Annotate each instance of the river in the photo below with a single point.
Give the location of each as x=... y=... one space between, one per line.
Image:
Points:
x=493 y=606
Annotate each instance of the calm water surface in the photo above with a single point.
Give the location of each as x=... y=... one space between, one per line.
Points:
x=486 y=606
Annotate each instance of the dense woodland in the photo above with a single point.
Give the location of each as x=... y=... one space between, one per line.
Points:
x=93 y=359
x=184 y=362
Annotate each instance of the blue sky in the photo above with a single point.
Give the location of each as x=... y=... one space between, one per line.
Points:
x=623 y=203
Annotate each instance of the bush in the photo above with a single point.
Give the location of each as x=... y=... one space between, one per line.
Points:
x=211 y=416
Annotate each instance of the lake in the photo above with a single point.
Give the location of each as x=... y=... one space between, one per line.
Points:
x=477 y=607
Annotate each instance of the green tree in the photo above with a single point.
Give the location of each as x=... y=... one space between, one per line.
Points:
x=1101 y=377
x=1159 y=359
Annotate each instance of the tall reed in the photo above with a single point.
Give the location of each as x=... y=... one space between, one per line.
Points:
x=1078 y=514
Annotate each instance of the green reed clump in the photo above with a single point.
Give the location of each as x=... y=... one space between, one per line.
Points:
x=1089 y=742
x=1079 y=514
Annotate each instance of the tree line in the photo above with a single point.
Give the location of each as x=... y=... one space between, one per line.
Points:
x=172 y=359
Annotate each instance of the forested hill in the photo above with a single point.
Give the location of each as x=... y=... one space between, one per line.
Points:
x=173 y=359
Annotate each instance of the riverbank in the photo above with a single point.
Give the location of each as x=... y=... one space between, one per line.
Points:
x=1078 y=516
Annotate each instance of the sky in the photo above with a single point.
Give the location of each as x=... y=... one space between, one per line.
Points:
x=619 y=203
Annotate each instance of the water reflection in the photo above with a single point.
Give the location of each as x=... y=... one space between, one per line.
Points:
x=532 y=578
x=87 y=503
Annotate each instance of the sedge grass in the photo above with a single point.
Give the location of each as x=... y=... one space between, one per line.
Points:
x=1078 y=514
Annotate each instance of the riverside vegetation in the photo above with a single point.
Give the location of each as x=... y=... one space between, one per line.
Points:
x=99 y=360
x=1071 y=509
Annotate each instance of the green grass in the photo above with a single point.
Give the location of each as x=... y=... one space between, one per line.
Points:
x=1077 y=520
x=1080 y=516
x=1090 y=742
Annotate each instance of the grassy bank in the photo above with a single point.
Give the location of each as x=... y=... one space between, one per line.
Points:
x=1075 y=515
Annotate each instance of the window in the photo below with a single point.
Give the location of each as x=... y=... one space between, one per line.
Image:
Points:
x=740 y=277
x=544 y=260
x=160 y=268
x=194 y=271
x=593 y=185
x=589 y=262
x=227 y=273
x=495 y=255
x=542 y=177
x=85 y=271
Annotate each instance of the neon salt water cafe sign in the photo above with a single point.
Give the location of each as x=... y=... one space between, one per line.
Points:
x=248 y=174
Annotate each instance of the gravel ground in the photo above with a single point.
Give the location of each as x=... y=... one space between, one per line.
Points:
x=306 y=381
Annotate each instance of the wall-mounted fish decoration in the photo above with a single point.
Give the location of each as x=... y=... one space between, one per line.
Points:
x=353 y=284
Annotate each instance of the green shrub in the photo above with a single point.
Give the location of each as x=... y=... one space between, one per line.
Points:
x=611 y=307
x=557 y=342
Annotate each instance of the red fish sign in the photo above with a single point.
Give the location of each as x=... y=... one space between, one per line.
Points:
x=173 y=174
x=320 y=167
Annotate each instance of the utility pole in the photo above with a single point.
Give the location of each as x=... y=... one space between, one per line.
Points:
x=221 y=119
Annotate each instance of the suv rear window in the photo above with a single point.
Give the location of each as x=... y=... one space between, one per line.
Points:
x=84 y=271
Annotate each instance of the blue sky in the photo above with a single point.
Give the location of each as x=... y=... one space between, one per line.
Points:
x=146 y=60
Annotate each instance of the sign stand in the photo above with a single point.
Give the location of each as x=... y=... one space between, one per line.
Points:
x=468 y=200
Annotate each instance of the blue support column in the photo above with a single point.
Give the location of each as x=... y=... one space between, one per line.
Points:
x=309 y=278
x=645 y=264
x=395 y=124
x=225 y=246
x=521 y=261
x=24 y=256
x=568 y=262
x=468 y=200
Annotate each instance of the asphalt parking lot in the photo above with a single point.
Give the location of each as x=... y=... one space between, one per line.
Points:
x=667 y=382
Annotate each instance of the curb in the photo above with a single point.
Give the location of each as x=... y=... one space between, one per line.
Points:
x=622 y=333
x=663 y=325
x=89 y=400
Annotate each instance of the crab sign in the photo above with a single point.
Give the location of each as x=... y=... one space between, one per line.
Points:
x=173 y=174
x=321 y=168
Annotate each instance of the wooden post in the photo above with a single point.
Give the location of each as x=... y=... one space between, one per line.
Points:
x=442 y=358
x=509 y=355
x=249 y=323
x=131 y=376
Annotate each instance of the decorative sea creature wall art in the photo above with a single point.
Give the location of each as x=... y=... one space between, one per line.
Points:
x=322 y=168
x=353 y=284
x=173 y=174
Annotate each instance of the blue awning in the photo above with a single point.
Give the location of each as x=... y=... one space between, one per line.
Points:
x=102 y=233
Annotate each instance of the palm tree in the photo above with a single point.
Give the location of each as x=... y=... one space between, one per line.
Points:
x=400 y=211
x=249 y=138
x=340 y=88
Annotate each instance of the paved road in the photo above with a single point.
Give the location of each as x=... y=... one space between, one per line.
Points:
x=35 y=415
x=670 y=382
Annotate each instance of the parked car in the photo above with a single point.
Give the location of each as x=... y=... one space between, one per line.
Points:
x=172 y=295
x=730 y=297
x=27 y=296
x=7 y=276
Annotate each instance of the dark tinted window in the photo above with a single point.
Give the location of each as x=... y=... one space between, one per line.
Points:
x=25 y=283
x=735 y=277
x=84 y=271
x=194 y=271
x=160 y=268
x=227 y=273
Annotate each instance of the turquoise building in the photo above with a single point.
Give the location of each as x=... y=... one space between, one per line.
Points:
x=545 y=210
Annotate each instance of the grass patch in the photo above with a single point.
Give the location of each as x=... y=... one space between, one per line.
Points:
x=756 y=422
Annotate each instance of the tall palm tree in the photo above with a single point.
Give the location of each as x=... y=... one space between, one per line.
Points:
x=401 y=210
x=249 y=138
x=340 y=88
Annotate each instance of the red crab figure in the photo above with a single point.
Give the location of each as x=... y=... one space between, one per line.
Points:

TO DO: Reproduce only the rows that begin at the line containing "Annotate each instance of the wall-mounted" and stop after the line containing "x=557 y=342", with both of those lines included and the requests kept unchanged. Multiply every coordinate in the answers by 0.95 and round each to a whole number, rounding halves up.

SOLVED EXERCISE:
Annotate each instance of the wall-mounted fish decoration in the photo above with a single point.
Give the location of each as x=... y=... one space between, one per line.
Points:
x=335 y=270
Annotate each instance of the green shrub in the photo above with a single point.
Give the location of each as x=... y=... one space between, one per line.
Points:
x=580 y=292
x=529 y=325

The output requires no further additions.